> PROVIDED ENTRIES:
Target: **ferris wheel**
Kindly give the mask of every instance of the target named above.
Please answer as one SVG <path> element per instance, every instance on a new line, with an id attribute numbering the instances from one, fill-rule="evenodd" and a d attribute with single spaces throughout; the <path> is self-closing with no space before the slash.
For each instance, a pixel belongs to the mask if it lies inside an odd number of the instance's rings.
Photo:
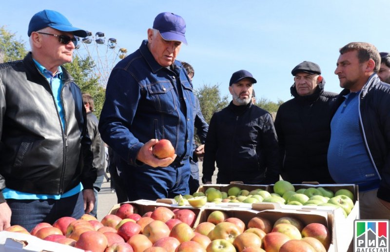
<path id="1" fill-rule="evenodd" d="M 99 78 L 99 83 L 105 86 L 111 70 L 127 56 L 127 49 L 118 46 L 116 39 L 106 39 L 104 32 L 98 32 L 95 36 L 91 32 L 87 32 L 87 37 L 79 38 L 76 55 L 83 58 L 89 56 L 92 59 L 95 74 Z"/>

> THE PROBLEM: Can you copy out the listing above word for word, leaving out the pictures?

> ANSWER:
Target: **ferris wheel**
Kindly give the mask of every instance of the target named above.
Please answer as one SVG <path> element per instance, every instance on a new line, with an id attribute numbering the instances from one, fill-rule="evenodd" and a d attribute with single spaces throughout; the <path> is self-closing with no space before the slash.
For each instance, a pixel belongs to the mask if it lies inside an odd number of the instance's rings.
Photo:
<path id="1" fill-rule="evenodd" d="M 99 78 L 99 83 L 105 86 L 111 70 L 127 56 L 127 49 L 118 46 L 116 39 L 106 39 L 104 32 L 98 32 L 95 36 L 91 32 L 87 32 L 87 37 L 79 38 L 76 55 L 83 58 L 89 56 L 92 59 L 95 74 Z"/>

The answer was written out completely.